▶ _Excerpted text_
NYC Terrorist Not a 'Lone Wolf'

NYC Terrorist Not a 'Lone Wolf'
A picture of suspect Sayfullo Saipov is displayed during a news conference about yesterday's attack along a bike path in lower Manhattan that is being called a terrorist incident on November 1, 2017, in New York City. (Spencer Platt/Getty Images)

John Kass By Monday, 06 November 2017 06:58 PM EST Current | Bio | Archive

The critical thing about confronting evil is to call it by its rightful name. But New York Gov. Andrew Cuomo decided to call alleged truck terrorist Sayfullo Saipov a "lone wolf."

"All the evidence we have suggests that he was acting alone," said Cuomo. "The so-called 'Lone Wolf syndrome.'"

Lone wolf? That's a dangerous rhetorical mistake, made by a worried politician trying to avoid reality.

Saipov allegedly used a rental truck as a weapon of mass destruction on Halloween, and when it was done there were eight dead and a dozen seriously injured. He planned the attack for several weeks, said John Miller, the New York Police Department's deputy commissioner for counterterrorism.

▶ _Data_
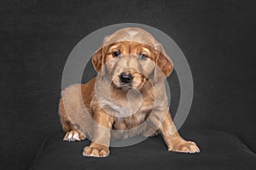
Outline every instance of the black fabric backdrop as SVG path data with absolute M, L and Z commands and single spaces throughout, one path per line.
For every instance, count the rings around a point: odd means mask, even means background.
M 44 139 L 60 131 L 61 73 L 73 48 L 97 29 L 125 22 L 160 29 L 185 54 L 195 94 L 181 132 L 226 132 L 255 153 L 253 2 L 1 1 L 0 168 L 27 169 Z M 96 75 L 88 67 L 87 79 Z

▶ _Problem statement_
Please continue the column about the Manhattan truck attack, writing on from its final sentence.

▶ _Response for this exercise_
"He seemed to have followed almost to a 'T' the instructions ISIS had put out" on how to execute a truck attack, Miller said Wednesday.

Whether it happens again in New York or Chicago or some other city, it will happen. Saying it will happen isn't willing it to happen.

ISIS terror has found its weapon, rented trucks, and there have been many similar murderous truck attacks in Europe and elsewhere. Only a fool would think that we've come to the end of these attacks.

Saipov may have acted alone. But Cuomo is wrong in saying he's a lone wolf. A lone wolf is an outlier, a random creature, solitary, often a madman.

Saipov may have worked independently, but he wasn't autonomous. He's part of a pack, the ISIS pack of Shariah supremacists. And ISIS is Sapiov's family. So he's not alone.

Their political ideology is that Islamic law must be imposed upon the world. And so it is this ideology — not Islam — that ultimately leads the radicalized, like Saipov, to mass murder.

Yes, Saipov is an immigrant and yes, he is Muslim, but here's what worries me: We don't need less immigrant Muslim assimilation in America, we need more. And we don't need more isolation, as has happened in Europe.

This encourages the Saipovs in America to cleave to Shariah supremacism. It leads to more Saipovs committing mass murder.

Americans are not willing to accept radical Islamic terror attacks on our streets as the new normal.

But is there a way forward?

Perhaps. If we change the way we think about the problem.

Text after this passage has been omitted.